» **Exercise**:
Copy the records below word for word, keeping every line in its original order.

☆ ☆ ☆

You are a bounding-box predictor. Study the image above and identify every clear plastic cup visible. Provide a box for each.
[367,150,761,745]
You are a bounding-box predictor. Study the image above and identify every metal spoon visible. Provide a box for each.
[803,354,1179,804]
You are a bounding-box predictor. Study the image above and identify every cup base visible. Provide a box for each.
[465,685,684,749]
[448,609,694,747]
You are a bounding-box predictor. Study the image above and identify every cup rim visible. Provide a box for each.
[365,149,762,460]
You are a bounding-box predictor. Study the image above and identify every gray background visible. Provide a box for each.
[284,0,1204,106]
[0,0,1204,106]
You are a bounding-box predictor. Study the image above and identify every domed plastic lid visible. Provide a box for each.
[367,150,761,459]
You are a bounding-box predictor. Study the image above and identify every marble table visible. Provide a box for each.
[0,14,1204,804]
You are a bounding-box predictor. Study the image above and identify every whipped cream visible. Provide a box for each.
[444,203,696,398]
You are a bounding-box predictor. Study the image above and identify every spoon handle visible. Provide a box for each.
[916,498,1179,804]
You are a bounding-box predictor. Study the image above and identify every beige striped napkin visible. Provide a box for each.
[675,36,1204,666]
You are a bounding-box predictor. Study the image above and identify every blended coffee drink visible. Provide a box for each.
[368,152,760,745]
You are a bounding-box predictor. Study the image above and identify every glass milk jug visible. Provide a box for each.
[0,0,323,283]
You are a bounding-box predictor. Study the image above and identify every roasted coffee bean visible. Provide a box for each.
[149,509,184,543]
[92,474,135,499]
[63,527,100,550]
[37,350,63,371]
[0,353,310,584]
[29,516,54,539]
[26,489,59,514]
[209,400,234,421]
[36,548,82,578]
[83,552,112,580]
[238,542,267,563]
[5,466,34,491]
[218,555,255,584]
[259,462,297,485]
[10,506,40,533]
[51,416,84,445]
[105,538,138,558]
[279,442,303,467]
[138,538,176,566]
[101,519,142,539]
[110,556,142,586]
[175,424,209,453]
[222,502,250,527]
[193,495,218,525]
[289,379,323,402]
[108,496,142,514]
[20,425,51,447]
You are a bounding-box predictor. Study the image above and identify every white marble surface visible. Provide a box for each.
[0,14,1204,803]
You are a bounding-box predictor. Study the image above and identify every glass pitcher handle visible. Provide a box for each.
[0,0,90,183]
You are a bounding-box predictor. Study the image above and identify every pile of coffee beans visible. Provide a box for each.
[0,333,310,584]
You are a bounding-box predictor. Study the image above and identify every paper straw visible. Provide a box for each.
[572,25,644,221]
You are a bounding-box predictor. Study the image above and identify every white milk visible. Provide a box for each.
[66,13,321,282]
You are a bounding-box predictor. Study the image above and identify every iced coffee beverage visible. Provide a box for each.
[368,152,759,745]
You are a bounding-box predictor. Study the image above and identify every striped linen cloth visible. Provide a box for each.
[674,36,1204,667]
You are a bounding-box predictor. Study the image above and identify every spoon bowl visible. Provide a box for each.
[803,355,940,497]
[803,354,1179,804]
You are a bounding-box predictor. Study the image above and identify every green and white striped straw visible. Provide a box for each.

☆ ☆ ☆

» **Task response**:
You are a bounding-box predictor. Study the image above and identify every clear plastic cup visible. Provide a box for each.
[367,150,761,745]
You are a bounding-box predictor. Study the image above and identify every metal spoon visible. Provide a box for each.
[803,354,1179,804]
You are a bounding-box predictor. Study the image above and identify every cup base visible. Provide a box for each.
[465,685,684,749]
[448,609,694,747]
You are a bounding-box predictor. Study the image above and identify every cup rim visible. Provide a box for each.
[365,149,762,460]
You are a bounding-box predictor. Study the image above and identify every gray background visible. Provide a box for each.
[284,0,1204,106]
[0,0,1204,106]
You are a bounding-box predictor. Study the image above and identify every domed plastic lid visible. Provide a box for each.
[367,150,761,459]
You are a bounding-box predictor. Study the image above and identify every marble table visible. Provide a box for each.
[0,14,1204,804]
You are a bounding-box predictor. Study the image above and identify every whipped cream visible. Provide a box for each.
[444,203,696,398]
You are a bounding-box predictor. Study the image above and identify every spoon handle visible. Provide a box for each.
[916,498,1179,804]
You are a bounding-box predictor. Study the image above and identify every beige striped napkin visible. Provide a box for each.
[675,36,1204,666]
You are a bounding-box predictor. Study the image above and identify every blended coffee drink visible. Provide a box for each.
[368,152,760,745]
You are a bounding-box predictor. Study the image above and identify every glass milk jug visible. Provide a box for each.
[0,0,323,283]
You are a bounding-box predictor. Study the image above and identify every roasted coffee bean visible. Provide a box for each.
[149,509,184,543]
[92,474,135,499]
[63,527,100,550]
[37,350,63,371]
[0,353,310,584]
[29,516,54,539]
[26,489,59,514]
[209,400,234,421]
[36,548,82,578]
[83,552,112,580]
[238,542,267,563]
[5,466,34,491]
[218,555,255,584]
[259,462,297,485]
[10,506,40,533]
[51,416,84,445]
[105,538,138,558]
[279,442,303,467]
[138,538,176,566]
[101,519,142,539]
[110,556,142,586]
[175,424,209,453]
[222,502,250,527]
[193,495,218,525]
[289,379,323,402]
[108,496,142,514]
[20,425,51,447]
You are a bounding-box predictor. Study the image above and identify every white marble surface visible. Provide a box for each.
[0,14,1204,803]
You are a bounding-box predictor. Study the image above and identify every glass pitcher handle visible. Provide a box for each.
[0,0,90,183]
You are a bounding-box predictor. Study the image above and identify every pile of coffee beans visible. Provide a box for each.
[0,333,310,584]
You are a bounding-box predictor. Study the image above and identify every paper straw visible. Provide a box for each.
[572,25,644,221]
You are a bounding-box predictor. Study the image above and identify every white milk visible. Provide a box for each.
[66,13,321,282]
You are a bounding-box predictor. Study the image above and identify every iced coffee beverage visible. Provide a box for each.
[368,152,759,745]
You are a bounding-box predictor. Study the image above and identify every striped linen cloth visible. Provide a box for each.
[674,36,1204,667]
You are a bounding-box predictor. Study the image above and identify every spoon bowl visible. Provide a box for each.
[803,355,940,497]
[803,354,1179,804]
You are a bounding-box predictor. Study the image above and identify every green and white striped straw visible. Provide a box for each.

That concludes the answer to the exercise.